Begin at the line below that contains "the guitar fretboard". Repeat it and all remaining lines of the records exactly.
^^^^
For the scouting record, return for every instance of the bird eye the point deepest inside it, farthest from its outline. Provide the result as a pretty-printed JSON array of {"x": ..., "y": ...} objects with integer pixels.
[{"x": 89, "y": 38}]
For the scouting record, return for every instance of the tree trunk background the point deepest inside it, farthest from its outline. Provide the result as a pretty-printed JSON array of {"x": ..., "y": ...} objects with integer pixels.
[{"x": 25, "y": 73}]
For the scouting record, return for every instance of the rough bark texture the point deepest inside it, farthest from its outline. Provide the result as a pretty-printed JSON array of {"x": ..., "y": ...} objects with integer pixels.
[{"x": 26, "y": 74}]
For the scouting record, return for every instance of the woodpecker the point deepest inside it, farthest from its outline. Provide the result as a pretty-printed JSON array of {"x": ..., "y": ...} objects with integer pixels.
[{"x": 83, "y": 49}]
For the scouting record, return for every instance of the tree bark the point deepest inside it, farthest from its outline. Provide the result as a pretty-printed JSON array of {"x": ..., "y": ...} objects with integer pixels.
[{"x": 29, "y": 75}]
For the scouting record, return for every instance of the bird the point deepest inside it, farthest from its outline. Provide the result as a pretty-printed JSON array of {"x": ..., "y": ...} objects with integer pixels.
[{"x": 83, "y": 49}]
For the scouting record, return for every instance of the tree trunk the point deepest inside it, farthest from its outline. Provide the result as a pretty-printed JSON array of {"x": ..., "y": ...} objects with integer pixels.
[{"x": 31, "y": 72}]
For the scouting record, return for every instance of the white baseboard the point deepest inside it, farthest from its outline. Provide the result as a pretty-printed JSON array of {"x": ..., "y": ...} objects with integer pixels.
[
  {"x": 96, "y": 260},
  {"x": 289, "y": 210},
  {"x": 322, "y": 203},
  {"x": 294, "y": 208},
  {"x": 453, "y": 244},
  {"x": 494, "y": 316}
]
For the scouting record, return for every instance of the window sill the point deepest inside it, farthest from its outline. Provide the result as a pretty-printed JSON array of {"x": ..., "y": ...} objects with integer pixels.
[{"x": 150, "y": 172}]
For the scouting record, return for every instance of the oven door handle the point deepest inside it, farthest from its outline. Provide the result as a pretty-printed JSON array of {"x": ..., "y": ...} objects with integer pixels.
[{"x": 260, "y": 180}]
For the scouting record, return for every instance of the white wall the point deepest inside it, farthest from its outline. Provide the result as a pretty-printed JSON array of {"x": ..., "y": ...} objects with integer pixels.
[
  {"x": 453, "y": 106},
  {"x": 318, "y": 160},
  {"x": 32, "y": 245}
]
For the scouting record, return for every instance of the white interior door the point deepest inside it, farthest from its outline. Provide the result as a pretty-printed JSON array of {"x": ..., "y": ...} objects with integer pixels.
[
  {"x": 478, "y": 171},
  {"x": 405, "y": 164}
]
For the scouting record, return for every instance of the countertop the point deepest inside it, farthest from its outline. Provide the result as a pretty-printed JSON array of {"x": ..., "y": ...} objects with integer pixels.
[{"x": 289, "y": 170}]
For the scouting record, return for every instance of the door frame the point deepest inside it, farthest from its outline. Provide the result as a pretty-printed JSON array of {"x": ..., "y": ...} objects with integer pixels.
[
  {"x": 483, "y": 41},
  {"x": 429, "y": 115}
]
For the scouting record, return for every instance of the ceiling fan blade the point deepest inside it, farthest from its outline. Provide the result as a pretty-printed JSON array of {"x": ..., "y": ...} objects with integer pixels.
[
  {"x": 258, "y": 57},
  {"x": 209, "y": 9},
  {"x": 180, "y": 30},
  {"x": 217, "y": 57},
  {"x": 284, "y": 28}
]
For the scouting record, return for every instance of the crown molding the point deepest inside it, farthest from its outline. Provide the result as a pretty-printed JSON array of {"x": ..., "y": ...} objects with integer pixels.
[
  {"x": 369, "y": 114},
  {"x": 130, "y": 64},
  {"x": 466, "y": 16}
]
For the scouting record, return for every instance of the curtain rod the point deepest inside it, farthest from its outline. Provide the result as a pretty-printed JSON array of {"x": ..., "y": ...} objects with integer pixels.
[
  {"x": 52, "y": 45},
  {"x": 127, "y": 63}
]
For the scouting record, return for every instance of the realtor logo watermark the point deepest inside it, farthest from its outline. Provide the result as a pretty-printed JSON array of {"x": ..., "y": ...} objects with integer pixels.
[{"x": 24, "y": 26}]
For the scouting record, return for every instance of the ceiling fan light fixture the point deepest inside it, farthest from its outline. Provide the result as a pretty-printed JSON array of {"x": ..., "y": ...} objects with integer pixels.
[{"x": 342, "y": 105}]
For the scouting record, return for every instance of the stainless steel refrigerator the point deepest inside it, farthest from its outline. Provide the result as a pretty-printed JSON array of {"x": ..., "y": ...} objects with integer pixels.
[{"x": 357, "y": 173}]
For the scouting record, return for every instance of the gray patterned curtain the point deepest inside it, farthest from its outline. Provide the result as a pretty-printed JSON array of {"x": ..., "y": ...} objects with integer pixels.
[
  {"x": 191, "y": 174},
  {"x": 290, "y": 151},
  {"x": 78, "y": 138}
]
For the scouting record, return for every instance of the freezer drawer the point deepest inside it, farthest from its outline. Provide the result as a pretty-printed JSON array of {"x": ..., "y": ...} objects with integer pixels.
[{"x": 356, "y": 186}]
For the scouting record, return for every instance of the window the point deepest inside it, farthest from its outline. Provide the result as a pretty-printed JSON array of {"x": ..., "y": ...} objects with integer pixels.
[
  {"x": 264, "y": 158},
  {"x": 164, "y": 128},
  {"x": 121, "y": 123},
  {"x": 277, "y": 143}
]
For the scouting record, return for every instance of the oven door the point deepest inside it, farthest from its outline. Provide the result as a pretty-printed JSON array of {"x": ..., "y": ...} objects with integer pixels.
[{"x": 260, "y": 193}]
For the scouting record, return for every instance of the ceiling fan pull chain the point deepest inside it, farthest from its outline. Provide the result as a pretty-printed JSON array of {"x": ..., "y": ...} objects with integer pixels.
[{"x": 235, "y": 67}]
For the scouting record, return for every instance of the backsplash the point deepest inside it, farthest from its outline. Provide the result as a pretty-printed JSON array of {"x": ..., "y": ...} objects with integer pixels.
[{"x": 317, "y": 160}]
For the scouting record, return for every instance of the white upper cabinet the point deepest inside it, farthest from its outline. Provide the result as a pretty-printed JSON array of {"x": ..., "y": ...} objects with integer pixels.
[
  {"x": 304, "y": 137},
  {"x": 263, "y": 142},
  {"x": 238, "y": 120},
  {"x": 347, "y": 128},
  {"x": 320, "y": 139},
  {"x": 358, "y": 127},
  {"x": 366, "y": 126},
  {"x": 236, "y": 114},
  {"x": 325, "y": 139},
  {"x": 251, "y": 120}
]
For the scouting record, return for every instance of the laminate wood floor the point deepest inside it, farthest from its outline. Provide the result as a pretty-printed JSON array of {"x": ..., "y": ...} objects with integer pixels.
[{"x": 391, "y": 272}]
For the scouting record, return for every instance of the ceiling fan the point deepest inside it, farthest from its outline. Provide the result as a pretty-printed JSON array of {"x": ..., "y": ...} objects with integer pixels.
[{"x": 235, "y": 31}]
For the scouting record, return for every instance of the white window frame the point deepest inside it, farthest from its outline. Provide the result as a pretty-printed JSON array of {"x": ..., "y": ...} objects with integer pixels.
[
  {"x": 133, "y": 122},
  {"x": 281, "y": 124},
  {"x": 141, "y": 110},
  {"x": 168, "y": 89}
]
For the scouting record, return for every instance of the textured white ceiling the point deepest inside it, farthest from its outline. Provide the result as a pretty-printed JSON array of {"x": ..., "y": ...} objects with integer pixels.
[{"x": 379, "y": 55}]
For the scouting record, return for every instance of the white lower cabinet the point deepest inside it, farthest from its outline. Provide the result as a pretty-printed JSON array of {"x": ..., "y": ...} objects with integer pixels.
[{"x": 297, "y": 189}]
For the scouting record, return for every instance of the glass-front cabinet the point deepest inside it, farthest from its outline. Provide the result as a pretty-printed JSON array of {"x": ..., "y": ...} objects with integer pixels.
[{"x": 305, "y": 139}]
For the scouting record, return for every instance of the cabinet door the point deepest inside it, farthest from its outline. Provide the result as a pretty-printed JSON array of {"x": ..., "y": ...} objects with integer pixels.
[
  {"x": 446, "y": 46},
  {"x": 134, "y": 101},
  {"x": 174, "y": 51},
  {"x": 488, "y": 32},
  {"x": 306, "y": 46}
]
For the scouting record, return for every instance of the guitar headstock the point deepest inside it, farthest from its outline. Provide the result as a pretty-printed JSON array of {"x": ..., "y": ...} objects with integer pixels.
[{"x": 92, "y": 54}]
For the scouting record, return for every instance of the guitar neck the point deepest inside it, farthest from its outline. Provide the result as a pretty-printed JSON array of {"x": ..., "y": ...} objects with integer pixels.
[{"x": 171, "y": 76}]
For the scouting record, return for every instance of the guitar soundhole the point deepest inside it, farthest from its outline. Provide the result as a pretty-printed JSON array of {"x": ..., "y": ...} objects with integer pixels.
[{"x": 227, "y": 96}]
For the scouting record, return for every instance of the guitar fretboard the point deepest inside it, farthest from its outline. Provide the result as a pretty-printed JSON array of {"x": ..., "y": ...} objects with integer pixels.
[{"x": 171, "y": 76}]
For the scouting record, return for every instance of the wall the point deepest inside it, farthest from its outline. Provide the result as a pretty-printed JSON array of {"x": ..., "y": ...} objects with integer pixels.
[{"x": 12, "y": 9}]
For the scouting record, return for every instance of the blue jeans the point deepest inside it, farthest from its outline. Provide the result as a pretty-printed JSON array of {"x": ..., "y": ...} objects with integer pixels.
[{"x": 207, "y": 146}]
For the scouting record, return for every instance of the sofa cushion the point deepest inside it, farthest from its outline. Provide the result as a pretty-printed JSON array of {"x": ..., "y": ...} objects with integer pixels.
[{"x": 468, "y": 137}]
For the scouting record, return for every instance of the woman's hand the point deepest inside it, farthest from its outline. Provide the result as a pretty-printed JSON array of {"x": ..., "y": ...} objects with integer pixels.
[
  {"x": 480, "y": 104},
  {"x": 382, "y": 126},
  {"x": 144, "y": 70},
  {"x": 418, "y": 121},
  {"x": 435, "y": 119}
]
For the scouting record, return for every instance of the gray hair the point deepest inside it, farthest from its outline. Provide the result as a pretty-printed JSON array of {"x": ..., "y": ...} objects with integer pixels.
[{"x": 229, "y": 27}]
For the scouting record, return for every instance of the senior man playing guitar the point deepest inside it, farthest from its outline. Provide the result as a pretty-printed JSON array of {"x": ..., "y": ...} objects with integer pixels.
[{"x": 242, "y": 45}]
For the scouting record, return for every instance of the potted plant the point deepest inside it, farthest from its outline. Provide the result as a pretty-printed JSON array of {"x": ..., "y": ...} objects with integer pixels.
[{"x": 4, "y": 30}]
^^^^
▸ PROBLEM SOLUTION:
For the scouting record, return for every instance of the guitar fretboard the point deepest inside it, farthest from its outline. Provide the result as a pretty-printed JSON array of {"x": ..., "y": ...} objects with integer pixels.
[{"x": 171, "y": 76}]
For the scouting record, return for every instance of the wall the point deepest inside it, farthest from its outline. Provide the result as a pretty-printed JSON array of {"x": ..., "y": ...} objects with integer pixels.
[{"x": 12, "y": 9}]
For the scouting record, return for every instance of the blue jeans the point deepest inside it, farthest from its outline. Provide the result as a pretty-printed JSON array of {"x": ..., "y": ...} objects with integer pixels.
[{"x": 207, "y": 146}]
For the scouting record, return for every instance of the sofa cushion the point deepest inside it, farthest from its outline. Provide the result as a pretty-printed JSON array of {"x": ..., "y": ...} objects with integer pixels.
[{"x": 468, "y": 137}]
For the scouting record, return for every instance of the woman's hand the point deepest inside it, farthest from its outline. Provide the result as a pretty-printed JSON array of {"x": ..., "y": ...} objects with integer pixels.
[
  {"x": 480, "y": 104},
  {"x": 382, "y": 126},
  {"x": 144, "y": 70},
  {"x": 418, "y": 121},
  {"x": 435, "y": 119}
]
For the scouting record, return for every instance of the gray hair the point deepest inside it, farthest from its outline. Provide the result as a pretty-printed JSON array of {"x": ..., "y": ...} objects with integer pixels.
[{"x": 229, "y": 27}]
For the scouting record, return for every instance of the senior man playing guitar the point deepest inside it, farthest from its outline. Provide the result as a pretty-printed JSON array of {"x": ..., "y": ...} objects with integer pixels.
[{"x": 242, "y": 45}]
For the scouting record, return for every instance of the potted plant the point deepest inside it, farthest from its outline. Provide the result as a pretty-printed JSON array of {"x": ..., "y": ...} objects with integer pixels.
[{"x": 4, "y": 30}]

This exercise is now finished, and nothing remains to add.